**Task data**

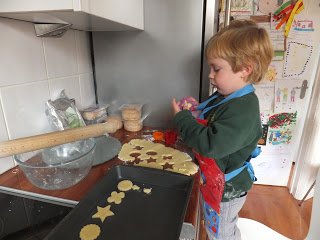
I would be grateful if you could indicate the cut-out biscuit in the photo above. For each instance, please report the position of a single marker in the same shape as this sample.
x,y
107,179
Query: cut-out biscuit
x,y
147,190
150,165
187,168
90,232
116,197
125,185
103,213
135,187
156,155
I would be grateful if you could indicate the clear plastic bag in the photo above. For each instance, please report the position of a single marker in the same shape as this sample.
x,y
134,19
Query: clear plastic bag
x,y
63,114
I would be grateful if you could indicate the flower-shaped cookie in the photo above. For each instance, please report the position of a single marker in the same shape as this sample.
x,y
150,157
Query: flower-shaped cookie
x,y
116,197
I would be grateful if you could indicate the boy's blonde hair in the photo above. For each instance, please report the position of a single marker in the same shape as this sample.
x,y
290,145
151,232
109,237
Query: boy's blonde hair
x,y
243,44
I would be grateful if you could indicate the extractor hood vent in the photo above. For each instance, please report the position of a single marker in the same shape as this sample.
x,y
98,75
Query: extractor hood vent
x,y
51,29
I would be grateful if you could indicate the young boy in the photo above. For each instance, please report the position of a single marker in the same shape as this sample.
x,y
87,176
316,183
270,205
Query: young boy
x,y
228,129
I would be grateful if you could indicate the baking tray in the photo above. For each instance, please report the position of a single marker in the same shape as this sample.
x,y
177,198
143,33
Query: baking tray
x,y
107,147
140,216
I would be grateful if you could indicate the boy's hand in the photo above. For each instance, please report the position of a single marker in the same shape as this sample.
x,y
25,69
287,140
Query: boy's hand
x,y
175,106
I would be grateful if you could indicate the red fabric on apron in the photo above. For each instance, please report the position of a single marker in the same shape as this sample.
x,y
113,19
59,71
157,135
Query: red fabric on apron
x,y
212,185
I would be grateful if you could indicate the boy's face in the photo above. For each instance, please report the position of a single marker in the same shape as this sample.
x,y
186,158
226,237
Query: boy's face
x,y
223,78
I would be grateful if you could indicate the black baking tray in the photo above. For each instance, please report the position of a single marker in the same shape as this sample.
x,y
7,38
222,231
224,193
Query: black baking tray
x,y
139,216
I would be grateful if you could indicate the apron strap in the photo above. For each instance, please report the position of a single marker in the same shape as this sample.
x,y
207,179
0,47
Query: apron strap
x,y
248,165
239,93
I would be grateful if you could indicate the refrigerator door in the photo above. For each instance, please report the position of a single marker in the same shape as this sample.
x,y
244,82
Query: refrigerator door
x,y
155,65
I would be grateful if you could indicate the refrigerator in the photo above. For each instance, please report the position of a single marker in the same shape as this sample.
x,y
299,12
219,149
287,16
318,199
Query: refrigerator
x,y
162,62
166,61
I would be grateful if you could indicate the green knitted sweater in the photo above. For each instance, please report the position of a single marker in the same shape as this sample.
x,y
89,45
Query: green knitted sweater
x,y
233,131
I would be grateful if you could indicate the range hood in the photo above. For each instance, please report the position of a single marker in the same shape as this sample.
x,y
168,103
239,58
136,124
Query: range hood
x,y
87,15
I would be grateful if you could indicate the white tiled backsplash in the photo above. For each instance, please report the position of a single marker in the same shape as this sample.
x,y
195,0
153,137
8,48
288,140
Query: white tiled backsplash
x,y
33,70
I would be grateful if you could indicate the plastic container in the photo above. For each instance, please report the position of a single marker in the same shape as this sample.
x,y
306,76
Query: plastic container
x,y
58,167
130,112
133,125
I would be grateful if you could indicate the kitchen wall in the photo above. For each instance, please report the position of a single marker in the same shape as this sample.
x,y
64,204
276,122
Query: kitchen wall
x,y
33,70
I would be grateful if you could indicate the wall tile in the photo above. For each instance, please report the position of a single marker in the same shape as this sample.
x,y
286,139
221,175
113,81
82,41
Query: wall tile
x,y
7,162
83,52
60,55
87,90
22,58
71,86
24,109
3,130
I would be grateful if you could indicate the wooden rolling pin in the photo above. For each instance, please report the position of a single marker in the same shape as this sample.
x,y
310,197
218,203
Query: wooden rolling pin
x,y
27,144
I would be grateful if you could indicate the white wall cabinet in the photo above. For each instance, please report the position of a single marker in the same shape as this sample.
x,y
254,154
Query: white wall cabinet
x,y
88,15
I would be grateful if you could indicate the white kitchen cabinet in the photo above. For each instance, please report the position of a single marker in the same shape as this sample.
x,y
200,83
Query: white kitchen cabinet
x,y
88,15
...
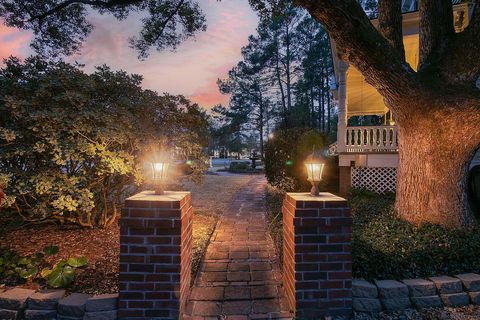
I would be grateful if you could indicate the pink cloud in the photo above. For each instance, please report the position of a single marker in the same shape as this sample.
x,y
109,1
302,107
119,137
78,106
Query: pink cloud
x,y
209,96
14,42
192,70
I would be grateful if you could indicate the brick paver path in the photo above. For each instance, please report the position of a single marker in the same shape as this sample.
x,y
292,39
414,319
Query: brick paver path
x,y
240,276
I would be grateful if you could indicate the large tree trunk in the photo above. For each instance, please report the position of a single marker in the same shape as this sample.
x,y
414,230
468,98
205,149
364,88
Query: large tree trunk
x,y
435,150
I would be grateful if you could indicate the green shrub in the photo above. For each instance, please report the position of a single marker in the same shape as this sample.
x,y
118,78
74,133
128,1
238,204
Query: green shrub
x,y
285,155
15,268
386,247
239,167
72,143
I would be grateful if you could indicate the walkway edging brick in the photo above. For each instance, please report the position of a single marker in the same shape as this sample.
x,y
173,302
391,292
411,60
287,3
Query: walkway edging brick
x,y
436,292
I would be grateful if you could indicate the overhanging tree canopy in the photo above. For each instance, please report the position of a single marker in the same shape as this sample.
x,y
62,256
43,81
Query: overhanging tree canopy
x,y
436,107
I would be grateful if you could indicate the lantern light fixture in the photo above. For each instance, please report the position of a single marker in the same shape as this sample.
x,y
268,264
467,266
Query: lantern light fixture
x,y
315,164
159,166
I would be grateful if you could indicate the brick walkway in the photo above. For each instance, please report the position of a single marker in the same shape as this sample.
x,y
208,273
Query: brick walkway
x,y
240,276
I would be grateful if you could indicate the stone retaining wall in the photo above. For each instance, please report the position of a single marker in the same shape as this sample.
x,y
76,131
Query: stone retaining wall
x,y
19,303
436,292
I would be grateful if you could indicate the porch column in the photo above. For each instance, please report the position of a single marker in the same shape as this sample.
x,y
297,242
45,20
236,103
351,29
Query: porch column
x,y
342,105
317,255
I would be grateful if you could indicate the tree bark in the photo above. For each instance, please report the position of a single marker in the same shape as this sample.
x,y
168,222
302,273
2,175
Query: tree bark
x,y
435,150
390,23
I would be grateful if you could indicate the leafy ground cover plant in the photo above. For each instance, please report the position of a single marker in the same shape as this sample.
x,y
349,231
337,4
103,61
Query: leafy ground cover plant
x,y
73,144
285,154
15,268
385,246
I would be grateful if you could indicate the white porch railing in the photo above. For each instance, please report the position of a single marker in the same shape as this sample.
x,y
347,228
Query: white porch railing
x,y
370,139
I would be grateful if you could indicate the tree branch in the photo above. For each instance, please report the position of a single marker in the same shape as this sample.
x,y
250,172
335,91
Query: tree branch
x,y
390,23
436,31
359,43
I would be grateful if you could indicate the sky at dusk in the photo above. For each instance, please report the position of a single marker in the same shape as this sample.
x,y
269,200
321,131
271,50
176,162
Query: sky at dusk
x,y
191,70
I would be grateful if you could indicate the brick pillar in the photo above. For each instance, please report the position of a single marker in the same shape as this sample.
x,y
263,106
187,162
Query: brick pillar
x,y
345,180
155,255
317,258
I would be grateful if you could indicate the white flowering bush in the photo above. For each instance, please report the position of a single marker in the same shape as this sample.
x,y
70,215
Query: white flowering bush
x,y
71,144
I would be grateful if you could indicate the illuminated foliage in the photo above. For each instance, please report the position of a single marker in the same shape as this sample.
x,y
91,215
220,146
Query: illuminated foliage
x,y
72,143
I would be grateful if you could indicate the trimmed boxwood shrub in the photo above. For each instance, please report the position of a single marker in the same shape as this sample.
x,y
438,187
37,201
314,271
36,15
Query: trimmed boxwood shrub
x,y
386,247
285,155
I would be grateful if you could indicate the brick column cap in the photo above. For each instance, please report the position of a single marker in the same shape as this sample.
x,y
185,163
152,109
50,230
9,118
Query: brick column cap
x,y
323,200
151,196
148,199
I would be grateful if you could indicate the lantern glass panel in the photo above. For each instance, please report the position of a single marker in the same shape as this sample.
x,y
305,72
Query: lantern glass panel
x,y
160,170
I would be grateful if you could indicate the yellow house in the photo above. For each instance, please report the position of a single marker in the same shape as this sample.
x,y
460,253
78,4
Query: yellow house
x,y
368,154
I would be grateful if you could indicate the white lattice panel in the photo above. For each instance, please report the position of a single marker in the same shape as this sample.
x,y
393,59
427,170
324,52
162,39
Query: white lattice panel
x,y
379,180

**Your objective**
Look above for the line holding "I would be grateful if you could indicate the cut-out", then set down exactly that line and every line after it up to and including the line holding "I would be grateful if you could indicate the baking", with nothing else.

**Response for this exercise**
I would be grateful if you could indicate the cut-out biscuit in the photo above. For each instance, please report the position of a single marker in the same shape as this sample.
x,y
107,179
Query: cut-out biscuit
x,y
147,190
150,165
187,168
90,232
116,197
125,185
103,213
135,187
156,155
I would be grateful if you could indicate the clear plastic bag in the photo above. For each instance, please report the position of a single marker in the same shape as this sample.
x,y
134,19
Query: clear plastic bag
x,y
63,114
I would be grateful if you could indicate the flower-shaped cookie in the photo above. For each instance, please report the position of a single marker in the same shape as this sample.
x,y
150,157
Query: flower-shaped cookie
x,y
116,197
I would be grateful if you could indicate the boy's blonde hair in the photo above. For each instance, please report the position of a single marker in the same shape as this sample.
x,y
290,145
151,232
109,237
Query: boy's blonde hair
x,y
243,44
I would be grateful if you could indicate the extractor hood vent in the photo above. For each instance, please report the position of a single marker in the same shape as this sample.
x,y
98,75
Query: extractor hood vent
x,y
51,29
I would be grateful if you could indicate the young boy in the photo above. For each instance, please report the position of a single marker in the same shape as this sample.
x,y
87,176
316,183
270,205
Query: young boy
x,y
228,129
I would be grateful if you could indicate the baking tray in the photo above. For each instance, please report the position of a single marker in the same shape as this sample.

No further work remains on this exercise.